2.3. ACTIVITIES AS CHAIRMAN. In his capacity as Chairman of the Board of
Directors, Desjardins shall undertake only those duties expressly set
forth in the Company's Bylaws or expressly required by law. Desjardins
acknowledges that the Chairman of the Board is not an officer position
and does not carry with it any day-to-day operational duties,
responsibilities or authority. Nothing in this Agreement shall be
deemed to modify the Consulting Agreement between Simula and
Desjardins, in the form attached hereto as EXHIBIT B and incorporated
herein by reference. In --------- his capacity as a Consultant,
Desjardins shall undertake only those duties and activities authorized
by the Consulting Agreement.
2.4. AVAILABILITY OF EQUITABLE RELIEF. The Company and Desjardins mutually
acknowledge and agree that the obligations undertaken by each of them
under this Agreement are special, unique and of an extraordinary
character, and that Simula and it shareholders, officers and directors
on the one hand, and Desjardins on the other hand, could not be
adequately compensated by money damages for a breach of any of the
provisions of this Agreement by the other party. In the event that any
provision of this Agreement is breached by either party hereto, the
non-breaching party shall be entitled to obtain (i) an injunction
restraining such breach or threatened breach; and (ii) specific
performance of any provision of this Agreement, in addition to any
other right or remedy available to such non-breaching party. The
parties hereto agree that a bond or other security shall not be a
condition to the issuance of such injunction and/or for the ordering
of such specific performance.

> _EXTRACTED ENTRIES_
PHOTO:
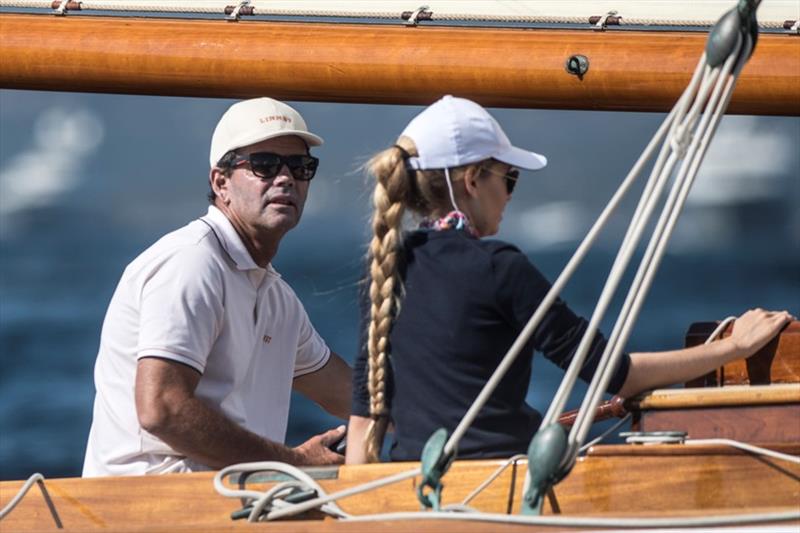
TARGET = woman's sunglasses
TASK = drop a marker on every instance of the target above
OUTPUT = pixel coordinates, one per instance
(267, 165)
(511, 177)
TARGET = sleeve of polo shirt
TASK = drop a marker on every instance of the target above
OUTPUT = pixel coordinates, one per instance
(181, 308)
(520, 288)
(312, 352)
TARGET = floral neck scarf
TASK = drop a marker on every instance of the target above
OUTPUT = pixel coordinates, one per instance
(452, 220)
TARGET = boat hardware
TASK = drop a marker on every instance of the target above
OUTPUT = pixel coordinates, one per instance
(434, 464)
(298, 496)
(412, 18)
(39, 480)
(61, 7)
(244, 8)
(654, 437)
(602, 22)
(577, 65)
(544, 466)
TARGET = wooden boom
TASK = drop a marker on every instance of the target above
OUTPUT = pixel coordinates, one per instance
(633, 71)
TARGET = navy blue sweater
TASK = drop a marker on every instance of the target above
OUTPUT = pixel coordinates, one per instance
(466, 301)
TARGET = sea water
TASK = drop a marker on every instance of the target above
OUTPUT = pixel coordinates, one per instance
(73, 215)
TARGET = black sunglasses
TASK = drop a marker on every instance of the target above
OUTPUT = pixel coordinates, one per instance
(511, 178)
(267, 165)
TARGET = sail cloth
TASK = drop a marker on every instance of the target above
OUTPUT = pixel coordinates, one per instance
(772, 15)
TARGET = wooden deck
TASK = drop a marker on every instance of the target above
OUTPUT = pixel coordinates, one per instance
(612, 481)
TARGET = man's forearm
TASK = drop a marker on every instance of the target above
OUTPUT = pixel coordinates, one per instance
(208, 437)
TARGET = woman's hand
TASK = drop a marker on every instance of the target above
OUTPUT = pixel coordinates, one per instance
(755, 328)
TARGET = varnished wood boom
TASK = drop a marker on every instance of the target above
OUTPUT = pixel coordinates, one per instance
(777, 362)
(635, 71)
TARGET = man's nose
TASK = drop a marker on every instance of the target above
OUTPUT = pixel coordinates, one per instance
(284, 177)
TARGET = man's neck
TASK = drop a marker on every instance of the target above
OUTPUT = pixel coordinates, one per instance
(262, 246)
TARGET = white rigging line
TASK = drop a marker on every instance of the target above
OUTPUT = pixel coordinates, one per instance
(269, 502)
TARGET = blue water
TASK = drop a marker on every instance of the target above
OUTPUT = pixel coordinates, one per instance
(60, 259)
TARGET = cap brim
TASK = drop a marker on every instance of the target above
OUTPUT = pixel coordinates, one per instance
(309, 138)
(517, 157)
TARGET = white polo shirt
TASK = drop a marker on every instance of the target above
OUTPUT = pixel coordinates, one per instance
(197, 297)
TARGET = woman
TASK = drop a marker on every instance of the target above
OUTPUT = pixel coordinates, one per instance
(445, 305)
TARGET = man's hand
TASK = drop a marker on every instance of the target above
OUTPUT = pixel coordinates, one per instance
(317, 450)
(755, 328)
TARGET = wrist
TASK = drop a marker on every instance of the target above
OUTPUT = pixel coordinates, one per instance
(733, 350)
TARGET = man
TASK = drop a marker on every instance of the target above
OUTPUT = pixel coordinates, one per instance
(203, 341)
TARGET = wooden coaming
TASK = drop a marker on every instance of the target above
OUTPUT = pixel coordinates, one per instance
(618, 480)
(641, 71)
(777, 362)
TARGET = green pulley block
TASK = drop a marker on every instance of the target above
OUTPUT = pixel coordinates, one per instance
(738, 23)
(434, 466)
(545, 454)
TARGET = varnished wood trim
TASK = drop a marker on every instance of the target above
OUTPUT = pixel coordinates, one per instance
(708, 397)
(631, 70)
(679, 450)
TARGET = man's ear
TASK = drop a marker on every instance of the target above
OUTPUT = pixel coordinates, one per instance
(472, 175)
(219, 184)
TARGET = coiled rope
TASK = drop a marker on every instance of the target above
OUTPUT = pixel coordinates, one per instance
(39, 480)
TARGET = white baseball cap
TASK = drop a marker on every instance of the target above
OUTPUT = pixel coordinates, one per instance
(455, 131)
(252, 121)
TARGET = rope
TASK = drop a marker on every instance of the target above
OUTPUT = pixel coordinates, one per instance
(619, 423)
(39, 480)
(552, 295)
(494, 475)
(569, 521)
(264, 9)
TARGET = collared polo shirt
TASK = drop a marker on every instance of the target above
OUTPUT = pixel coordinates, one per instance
(197, 297)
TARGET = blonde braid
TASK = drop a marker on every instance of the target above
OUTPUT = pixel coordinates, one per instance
(389, 200)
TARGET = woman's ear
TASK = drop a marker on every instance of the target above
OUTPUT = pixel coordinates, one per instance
(219, 184)
(472, 175)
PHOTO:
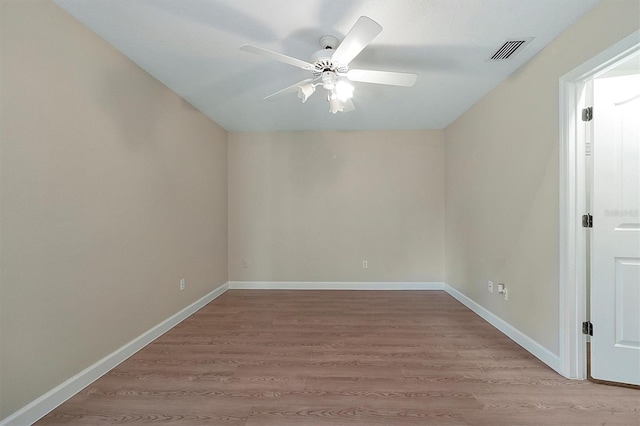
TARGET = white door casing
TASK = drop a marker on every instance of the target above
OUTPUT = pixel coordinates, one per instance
(615, 239)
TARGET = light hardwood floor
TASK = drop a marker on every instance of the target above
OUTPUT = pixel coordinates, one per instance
(271, 357)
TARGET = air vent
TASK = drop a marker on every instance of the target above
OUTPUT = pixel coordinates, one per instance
(509, 49)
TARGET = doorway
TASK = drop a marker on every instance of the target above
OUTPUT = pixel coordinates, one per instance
(576, 90)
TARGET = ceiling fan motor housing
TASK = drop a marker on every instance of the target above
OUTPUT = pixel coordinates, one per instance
(322, 62)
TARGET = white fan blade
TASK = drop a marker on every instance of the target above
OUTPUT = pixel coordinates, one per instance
(291, 89)
(276, 56)
(361, 34)
(383, 77)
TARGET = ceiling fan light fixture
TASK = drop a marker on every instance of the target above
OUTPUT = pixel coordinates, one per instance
(343, 90)
(305, 90)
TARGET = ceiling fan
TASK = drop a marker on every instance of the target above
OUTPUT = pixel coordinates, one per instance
(330, 67)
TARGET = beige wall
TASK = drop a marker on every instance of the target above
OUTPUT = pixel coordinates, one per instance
(311, 206)
(112, 188)
(501, 180)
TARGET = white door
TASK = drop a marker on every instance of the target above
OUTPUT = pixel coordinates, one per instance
(615, 238)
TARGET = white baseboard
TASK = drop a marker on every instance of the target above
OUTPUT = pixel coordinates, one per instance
(333, 285)
(37, 409)
(52, 399)
(536, 349)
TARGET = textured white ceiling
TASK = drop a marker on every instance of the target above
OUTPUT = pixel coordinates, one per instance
(192, 47)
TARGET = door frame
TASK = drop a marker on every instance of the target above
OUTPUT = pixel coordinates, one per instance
(572, 205)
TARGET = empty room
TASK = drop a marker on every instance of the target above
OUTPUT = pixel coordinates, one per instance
(320, 212)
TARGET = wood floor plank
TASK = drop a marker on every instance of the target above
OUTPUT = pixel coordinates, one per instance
(256, 358)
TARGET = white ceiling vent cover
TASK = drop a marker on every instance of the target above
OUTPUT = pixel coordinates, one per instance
(510, 48)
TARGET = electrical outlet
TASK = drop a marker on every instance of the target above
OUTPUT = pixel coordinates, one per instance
(502, 289)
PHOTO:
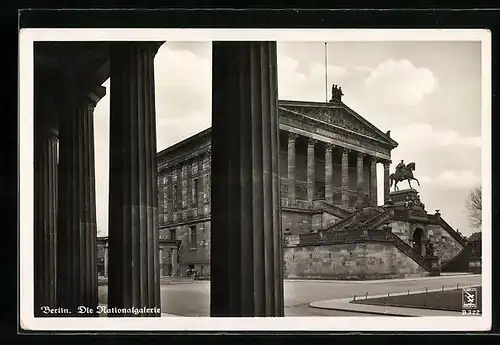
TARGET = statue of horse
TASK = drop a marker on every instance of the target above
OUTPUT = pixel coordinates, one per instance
(399, 176)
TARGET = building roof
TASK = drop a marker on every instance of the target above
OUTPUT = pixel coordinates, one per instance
(201, 140)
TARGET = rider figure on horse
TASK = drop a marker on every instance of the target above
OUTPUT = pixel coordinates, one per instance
(401, 168)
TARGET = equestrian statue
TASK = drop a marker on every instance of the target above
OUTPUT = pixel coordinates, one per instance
(403, 172)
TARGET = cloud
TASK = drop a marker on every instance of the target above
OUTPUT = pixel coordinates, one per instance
(400, 83)
(308, 84)
(424, 135)
(454, 179)
(183, 93)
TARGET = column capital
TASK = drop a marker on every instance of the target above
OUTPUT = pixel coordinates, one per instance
(311, 143)
(292, 137)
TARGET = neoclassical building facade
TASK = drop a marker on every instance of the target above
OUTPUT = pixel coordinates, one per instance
(328, 156)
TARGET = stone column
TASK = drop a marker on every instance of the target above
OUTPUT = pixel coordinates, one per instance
(373, 181)
(328, 173)
(201, 191)
(360, 178)
(207, 183)
(160, 261)
(311, 174)
(173, 256)
(246, 244)
(133, 205)
(387, 191)
(292, 194)
(345, 178)
(45, 216)
(161, 199)
(106, 260)
(77, 227)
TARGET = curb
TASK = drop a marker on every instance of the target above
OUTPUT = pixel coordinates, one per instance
(344, 304)
(382, 281)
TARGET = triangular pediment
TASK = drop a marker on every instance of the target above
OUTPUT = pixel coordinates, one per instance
(339, 116)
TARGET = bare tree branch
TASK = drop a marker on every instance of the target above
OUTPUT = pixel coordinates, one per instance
(473, 204)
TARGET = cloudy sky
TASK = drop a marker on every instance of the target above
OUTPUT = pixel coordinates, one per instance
(427, 93)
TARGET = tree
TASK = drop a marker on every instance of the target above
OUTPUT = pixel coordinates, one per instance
(473, 205)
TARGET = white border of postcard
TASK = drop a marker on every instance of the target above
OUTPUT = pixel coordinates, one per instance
(322, 323)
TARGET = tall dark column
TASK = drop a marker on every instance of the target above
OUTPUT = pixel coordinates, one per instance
(360, 178)
(373, 181)
(247, 246)
(161, 198)
(77, 227)
(45, 222)
(328, 173)
(345, 178)
(311, 172)
(292, 195)
(386, 180)
(133, 201)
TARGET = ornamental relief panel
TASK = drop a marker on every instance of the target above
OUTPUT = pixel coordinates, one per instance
(325, 130)
(338, 117)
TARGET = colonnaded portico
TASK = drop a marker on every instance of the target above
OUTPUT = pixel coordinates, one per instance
(246, 275)
(318, 169)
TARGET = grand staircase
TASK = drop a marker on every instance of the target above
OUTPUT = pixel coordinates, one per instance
(405, 248)
(452, 232)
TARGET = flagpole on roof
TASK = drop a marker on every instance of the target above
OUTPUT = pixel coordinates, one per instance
(326, 73)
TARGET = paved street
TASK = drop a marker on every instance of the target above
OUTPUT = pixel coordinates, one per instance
(192, 299)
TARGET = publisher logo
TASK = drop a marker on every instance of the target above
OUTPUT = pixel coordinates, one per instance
(469, 298)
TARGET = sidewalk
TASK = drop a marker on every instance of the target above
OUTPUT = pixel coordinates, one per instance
(384, 281)
(344, 304)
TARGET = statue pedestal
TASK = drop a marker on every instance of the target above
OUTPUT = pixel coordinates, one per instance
(399, 197)
(407, 205)
(432, 264)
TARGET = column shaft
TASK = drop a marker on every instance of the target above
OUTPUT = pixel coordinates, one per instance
(160, 261)
(345, 178)
(173, 256)
(77, 227)
(360, 178)
(133, 203)
(161, 199)
(247, 247)
(328, 173)
(373, 181)
(311, 174)
(201, 199)
(45, 217)
(292, 193)
(106, 261)
(386, 181)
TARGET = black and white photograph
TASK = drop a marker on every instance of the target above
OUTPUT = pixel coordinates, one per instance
(255, 179)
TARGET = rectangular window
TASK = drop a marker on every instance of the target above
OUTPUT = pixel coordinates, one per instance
(192, 236)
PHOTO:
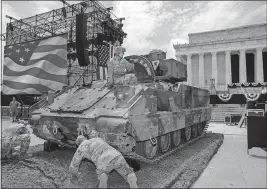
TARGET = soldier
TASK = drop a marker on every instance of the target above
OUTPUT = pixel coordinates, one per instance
(13, 106)
(14, 136)
(105, 158)
(120, 71)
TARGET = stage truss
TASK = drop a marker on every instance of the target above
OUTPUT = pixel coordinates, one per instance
(60, 21)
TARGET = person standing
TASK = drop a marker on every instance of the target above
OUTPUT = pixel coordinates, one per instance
(120, 71)
(105, 157)
(15, 136)
(13, 106)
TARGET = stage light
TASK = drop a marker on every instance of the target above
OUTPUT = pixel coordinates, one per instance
(64, 12)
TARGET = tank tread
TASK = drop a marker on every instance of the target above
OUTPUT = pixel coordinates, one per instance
(165, 155)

> _SHORT PROBLEM A_
In the agreement passage, what words describe the character of the obligations each party undertakes? List each one.
> _SHORT PROBLEM B_
Does the agreement passage support each statement below? For each, answer yes or no and quote the words from the passage that decide it.
(i) The Chairman of the Board is an officer position.
(ii) A bond must be posted before an injunction can be issued.
(iii) The Consulting Agreement is attached as Exhibit B.
> _SHORT PROBLEM C_
Continue the agreement passage on the Chairman's role and equitable relief from where it stops.

> _FINAL ANSWER A_
special
unique
of an extraordinary character

> _FINAL ANSWER B_
(i) No: "the Chairman of the Board is not an officer position"
(ii) No: "a bond or other security shall not be a condition to the issuance of such injunction"
(iii) Yes: "in the form attached hereto as EXHIBIT B"

> _FINAL ANSWER C_
2.5. CHAIRMAN'S STATUS. For a period of two (2) years from the date hereof,
Desjardins will continue to serve as Chairman of the Board of
Directors of Simula until his successor is duly elected and qualified
in accordance with the Company's Articles of Incorporation and Bylaws.
He shall be included in the Company's slate of director nominees at
the 2001 Annual Meeting of Shareholders to serve on the Board of
Directors for a term of not less than two (2) years.
2.6. BOARD NOMINATIONS. Effective immediately, for a period of not less
than two years, the Board will implement a policy of nominating
persons to serve as directors who are not employees of the Company,
except that the Board will continue to be permitted to nominate, in
its discretion, the Company's Chief Executive Officer.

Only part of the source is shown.